(Work to do): Rescale the saved entries by rewriting every line, requests included, with each x, y point coordinate in the answers multiplied by 2.25 and rounded to the nearest whole number, halves rounding up. Leave the numbers in the requests and their format lines unchanged.

[Saved entries]
>> Start
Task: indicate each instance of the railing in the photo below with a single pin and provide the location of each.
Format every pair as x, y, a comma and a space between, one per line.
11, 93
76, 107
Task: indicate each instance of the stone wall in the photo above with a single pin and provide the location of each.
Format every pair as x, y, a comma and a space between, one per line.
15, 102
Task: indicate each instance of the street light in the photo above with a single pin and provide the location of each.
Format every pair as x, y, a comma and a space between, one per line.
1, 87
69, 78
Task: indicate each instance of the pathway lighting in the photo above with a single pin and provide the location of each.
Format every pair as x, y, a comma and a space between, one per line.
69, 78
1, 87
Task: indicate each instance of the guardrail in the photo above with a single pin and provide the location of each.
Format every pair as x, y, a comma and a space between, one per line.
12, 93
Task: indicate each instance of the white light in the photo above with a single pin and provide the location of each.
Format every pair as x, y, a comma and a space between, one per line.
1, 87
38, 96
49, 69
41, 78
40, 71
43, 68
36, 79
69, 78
>> End
(Correct answer):
Task: indicate each instance of the railing in the photo below with a single pin and provide the location of each.
Format every pair as x, y, a comma and a space between, one per line.
25, 209
171, 241
Task: indicate each instance of the stone wall in the photo above with a single pin and provide the location of each.
Format every pair as x, y, a comma and a space between, one per line.
34, 230
Task: indicate each instance of the street light in the photo above with a single pin and provide the location of each.
Format every pair as x, y, a comma and a space between, one per line.
2, 196
155, 176
Task: indicate each instance of the pathway lighting in the photo above with a single pin and provide the location of each.
Format every pair as x, y, a comma and a space between, one per line.
155, 176
2, 196
Task: indicate each instance of the guardrail in the photo above with a single pin and provide the location of each.
Format every pair as x, y, a comma and a space between, one per line.
27, 209
Task: indicate each instance of the white light in the photo above with a single pin and provide the location of each.
Format every pair as x, y, a comma and a space between, one per line.
2, 196
86, 216
110, 155
92, 176
90, 160
97, 153
81, 178
155, 176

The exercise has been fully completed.